■ DIRECTIONS FOR THIS TASK ■
Give back the whole listing exactly as shown.

■ DATA SHOWN ■

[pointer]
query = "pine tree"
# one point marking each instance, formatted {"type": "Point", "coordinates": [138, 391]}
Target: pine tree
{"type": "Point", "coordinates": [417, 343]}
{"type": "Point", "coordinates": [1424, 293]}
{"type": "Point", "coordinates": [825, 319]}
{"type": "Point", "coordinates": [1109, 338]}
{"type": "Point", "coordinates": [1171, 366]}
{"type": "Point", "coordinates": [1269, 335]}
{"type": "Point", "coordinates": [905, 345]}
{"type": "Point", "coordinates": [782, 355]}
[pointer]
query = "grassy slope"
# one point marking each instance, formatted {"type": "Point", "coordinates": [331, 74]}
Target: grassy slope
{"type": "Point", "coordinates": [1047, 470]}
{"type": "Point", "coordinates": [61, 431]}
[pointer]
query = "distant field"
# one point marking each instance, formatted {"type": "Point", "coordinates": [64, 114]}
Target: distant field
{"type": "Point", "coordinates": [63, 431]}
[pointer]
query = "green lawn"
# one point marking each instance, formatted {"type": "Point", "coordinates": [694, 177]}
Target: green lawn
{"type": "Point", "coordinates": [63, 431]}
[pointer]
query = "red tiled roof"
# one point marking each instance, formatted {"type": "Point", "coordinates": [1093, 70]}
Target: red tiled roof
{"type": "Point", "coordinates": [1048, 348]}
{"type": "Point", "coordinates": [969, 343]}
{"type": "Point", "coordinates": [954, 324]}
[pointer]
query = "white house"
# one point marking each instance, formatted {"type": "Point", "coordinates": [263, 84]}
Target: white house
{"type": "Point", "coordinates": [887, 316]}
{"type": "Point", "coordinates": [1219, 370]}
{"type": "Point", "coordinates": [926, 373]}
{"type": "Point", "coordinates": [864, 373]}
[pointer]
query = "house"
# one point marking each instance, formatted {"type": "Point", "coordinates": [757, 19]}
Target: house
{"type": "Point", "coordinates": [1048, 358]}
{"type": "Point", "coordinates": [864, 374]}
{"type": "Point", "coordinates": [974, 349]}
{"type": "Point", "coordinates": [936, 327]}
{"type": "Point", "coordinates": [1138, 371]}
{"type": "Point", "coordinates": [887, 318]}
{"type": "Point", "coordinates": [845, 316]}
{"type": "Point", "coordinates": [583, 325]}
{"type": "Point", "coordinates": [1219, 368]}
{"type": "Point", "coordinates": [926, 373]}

■ FULL ANSWER ■
[pointer]
query = "pine tree"
# one point marking each instance, formatted {"type": "Point", "coordinates": [138, 391]}
Target: pine tree
{"type": "Point", "coordinates": [417, 343]}
{"type": "Point", "coordinates": [1424, 293]}
{"type": "Point", "coordinates": [825, 319]}
{"type": "Point", "coordinates": [1109, 338]}
{"type": "Point", "coordinates": [1171, 366]}
{"type": "Point", "coordinates": [1269, 335]}
{"type": "Point", "coordinates": [905, 345]}
{"type": "Point", "coordinates": [782, 355]}
[pointer]
query = "grassy slope"
# one point marking each instance, formatted {"type": "Point", "coordinates": [331, 74]}
Target: grassy slope
{"type": "Point", "coordinates": [1047, 470]}
{"type": "Point", "coordinates": [61, 431]}
[pointer]
query = "distant field"
# one point marking each instance, formatted {"type": "Point", "coordinates": [64, 114]}
Target: distant field
{"type": "Point", "coordinates": [63, 431]}
[pointer]
query = "green lawn"
# one point marking each instance, formatted {"type": "Point", "coordinates": [694, 177]}
Target: green lawn
{"type": "Point", "coordinates": [63, 431]}
[pointer]
query = "red tiled roof"
# one point marking each instance, formatted {"type": "Point", "coordinates": [1093, 70]}
Target: red tiled roof
{"type": "Point", "coordinates": [1048, 348]}
{"type": "Point", "coordinates": [969, 343]}
{"type": "Point", "coordinates": [954, 324]}
[pointer]
query = "white house"
# one point marking each instance, formatted {"type": "Point", "coordinates": [263, 84]}
Target: white house
{"type": "Point", "coordinates": [887, 316]}
{"type": "Point", "coordinates": [1219, 370]}
{"type": "Point", "coordinates": [926, 373]}
{"type": "Point", "coordinates": [864, 373]}
[pointer]
query = "house"
# one point marking each instance, formatted {"type": "Point", "coordinates": [757, 19]}
Target: house
{"type": "Point", "coordinates": [1048, 358]}
{"type": "Point", "coordinates": [864, 374]}
{"type": "Point", "coordinates": [974, 349]}
{"type": "Point", "coordinates": [936, 327]}
{"type": "Point", "coordinates": [1138, 371]}
{"type": "Point", "coordinates": [887, 318]}
{"type": "Point", "coordinates": [845, 316]}
{"type": "Point", "coordinates": [583, 325]}
{"type": "Point", "coordinates": [1219, 368]}
{"type": "Point", "coordinates": [926, 373]}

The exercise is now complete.